**What this task involves**
Transcribe precisely those lines of the listing that fall between the line containing "pair like [431,28]." and the last line, inclusive of both.
================================
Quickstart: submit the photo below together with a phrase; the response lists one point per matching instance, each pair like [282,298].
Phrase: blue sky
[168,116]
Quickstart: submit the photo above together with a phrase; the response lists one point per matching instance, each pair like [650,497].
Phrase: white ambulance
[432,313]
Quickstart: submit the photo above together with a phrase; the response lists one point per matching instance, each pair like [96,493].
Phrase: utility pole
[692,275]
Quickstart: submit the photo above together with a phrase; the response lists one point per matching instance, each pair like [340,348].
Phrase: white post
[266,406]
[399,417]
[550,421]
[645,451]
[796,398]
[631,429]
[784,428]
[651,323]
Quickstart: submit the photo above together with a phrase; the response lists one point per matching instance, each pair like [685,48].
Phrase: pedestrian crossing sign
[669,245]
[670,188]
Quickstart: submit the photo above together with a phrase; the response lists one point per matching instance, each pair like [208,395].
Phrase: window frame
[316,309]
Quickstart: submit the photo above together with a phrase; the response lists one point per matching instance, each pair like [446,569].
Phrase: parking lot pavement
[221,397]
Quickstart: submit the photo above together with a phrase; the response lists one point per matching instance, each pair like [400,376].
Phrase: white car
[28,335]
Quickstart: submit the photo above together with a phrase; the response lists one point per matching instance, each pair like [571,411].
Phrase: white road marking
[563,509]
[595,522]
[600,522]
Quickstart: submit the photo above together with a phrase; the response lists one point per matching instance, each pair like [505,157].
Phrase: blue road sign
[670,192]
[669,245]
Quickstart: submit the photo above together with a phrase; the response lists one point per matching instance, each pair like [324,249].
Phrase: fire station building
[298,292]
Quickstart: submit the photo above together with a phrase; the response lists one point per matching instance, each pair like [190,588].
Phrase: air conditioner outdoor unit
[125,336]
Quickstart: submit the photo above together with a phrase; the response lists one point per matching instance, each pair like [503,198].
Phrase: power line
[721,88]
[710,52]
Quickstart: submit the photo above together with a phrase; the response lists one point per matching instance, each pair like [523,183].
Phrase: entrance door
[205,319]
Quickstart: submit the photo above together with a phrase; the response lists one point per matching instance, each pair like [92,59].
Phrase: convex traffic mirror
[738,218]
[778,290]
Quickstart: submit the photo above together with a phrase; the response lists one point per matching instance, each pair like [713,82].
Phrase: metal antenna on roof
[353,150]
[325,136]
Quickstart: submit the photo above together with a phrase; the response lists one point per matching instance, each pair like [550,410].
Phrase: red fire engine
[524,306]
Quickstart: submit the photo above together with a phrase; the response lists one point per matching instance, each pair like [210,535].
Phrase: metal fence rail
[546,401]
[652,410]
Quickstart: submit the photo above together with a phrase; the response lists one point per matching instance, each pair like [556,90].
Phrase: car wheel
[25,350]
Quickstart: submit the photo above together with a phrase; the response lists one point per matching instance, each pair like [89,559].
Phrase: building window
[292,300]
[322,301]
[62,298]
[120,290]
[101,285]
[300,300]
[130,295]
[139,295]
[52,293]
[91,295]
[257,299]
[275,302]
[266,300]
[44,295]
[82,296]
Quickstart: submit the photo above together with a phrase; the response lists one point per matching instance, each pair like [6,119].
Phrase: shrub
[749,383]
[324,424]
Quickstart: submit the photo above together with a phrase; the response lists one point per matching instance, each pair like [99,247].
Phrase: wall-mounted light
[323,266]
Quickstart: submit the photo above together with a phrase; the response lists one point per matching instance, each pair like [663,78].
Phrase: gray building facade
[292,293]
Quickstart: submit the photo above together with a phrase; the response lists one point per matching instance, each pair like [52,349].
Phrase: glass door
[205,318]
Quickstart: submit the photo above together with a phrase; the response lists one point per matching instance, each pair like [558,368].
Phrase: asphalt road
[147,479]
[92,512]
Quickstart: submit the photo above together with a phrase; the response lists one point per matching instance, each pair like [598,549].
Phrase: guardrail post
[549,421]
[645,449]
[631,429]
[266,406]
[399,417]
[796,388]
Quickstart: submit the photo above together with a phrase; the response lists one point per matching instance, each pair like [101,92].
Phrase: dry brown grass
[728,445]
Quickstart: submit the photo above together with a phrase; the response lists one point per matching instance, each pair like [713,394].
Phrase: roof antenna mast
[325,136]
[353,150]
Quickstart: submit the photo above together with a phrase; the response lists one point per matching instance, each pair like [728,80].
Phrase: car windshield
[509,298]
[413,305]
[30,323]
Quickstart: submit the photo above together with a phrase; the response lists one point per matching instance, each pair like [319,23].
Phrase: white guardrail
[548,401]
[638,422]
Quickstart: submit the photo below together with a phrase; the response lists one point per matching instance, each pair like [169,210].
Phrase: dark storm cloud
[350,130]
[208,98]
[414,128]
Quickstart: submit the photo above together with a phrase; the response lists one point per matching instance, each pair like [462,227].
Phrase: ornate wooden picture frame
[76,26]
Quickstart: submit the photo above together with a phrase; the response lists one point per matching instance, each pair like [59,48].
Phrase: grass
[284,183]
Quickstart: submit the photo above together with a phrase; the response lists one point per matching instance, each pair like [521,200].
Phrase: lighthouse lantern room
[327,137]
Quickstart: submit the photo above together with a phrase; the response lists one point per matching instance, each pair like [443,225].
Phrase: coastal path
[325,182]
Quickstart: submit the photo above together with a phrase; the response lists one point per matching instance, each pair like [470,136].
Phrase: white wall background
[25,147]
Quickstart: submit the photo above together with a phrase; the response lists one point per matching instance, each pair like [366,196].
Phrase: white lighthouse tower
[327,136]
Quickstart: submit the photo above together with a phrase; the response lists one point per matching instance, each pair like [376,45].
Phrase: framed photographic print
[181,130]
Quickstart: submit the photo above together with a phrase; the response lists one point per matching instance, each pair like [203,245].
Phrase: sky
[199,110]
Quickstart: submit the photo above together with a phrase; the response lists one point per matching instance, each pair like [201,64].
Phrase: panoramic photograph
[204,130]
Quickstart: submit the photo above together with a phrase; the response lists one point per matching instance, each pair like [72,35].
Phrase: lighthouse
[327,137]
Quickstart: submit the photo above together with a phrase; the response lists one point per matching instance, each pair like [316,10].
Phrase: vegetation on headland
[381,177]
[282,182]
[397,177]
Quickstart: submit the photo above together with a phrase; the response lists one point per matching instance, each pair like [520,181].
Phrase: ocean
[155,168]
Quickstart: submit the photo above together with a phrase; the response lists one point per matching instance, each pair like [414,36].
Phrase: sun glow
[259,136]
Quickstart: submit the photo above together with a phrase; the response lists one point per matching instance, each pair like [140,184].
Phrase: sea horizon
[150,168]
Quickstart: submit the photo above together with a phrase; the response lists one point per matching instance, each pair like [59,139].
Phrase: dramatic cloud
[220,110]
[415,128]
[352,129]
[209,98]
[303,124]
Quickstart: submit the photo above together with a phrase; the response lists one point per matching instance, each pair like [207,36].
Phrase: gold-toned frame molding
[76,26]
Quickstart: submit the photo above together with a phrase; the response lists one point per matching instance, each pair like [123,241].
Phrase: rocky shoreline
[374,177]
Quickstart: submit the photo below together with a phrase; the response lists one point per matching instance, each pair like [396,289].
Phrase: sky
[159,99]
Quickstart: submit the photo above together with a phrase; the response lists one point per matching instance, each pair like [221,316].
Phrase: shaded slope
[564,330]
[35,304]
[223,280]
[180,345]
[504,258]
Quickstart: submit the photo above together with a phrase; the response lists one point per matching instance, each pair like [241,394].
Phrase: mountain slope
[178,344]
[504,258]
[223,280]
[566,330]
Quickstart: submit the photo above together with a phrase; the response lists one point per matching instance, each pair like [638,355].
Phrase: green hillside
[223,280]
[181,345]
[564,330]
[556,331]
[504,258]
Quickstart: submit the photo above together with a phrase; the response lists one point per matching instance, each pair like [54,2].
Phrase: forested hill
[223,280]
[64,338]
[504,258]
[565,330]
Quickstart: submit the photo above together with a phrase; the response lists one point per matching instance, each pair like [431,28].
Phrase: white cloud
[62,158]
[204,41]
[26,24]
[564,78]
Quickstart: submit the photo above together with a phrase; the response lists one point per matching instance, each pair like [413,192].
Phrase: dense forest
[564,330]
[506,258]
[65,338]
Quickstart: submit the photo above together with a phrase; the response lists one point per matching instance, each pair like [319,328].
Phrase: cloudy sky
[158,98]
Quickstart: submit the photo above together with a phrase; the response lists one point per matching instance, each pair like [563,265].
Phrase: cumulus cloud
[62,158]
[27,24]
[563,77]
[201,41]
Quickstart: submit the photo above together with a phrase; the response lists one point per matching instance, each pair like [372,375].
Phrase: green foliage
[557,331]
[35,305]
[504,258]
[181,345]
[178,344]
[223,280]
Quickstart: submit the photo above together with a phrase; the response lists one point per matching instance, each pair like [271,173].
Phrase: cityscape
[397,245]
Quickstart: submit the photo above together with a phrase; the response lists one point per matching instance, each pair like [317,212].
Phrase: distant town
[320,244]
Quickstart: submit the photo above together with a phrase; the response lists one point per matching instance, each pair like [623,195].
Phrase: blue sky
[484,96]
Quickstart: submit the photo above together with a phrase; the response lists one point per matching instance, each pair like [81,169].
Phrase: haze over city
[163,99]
================================
**Problem solution**
Quickstart: submit the photo above together with a phrase; the response lists one point per matching instance, each pair like [431,28].
Phrase: white cloud
[62,158]
[204,41]
[26,24]
[564,78]
Quickstart: submit the photo above together with a phrase; the response lists one point per matching instance, each pair like [413,192].
Phrase: dense forest
[564,330]
[506,258]
[65,338]
Quickstart: submit the photo above together with a phrase; the response lists one point per matching instance, each pair like [319,328].
Phrase: cloudy sky
[158,98]
Quickstart: submit the photo above together with a phrase; the response lists one point per matching instance, each pair like [563,265].
Phrase: cumulus cloud
[62,158]
[27,24]
[563,77]
[201,41]
Quickstart: submit the photo above together with a phrase; the response lists one point per matching instance, each pair like [372,375].
Phrase: green foliage
[557,331]
[35,305]
[504,258]
[181,345]
[178,344]
[223,280]
Quickstart: submit the photo above together with a phrase; the response lists one point per matching instance, each pair like [271,173].
Phrase: cityscape
[397,245]
Quickstart: submit the photo above together with a phrase; the response lists one point per matching instance, each pair like [317,212].
Phrase: distant town
[320,244]
Quickstart: submit the photo above together with a phrase; the response lists one point per matching instance, each pair like [623,195].
Phrase: blue sky
[484,96]
Quickstart: submit the photo above together with a phrase; the response lists one point per matching instance, each pair like [81,169].
Phrase: haze over city
[163,99]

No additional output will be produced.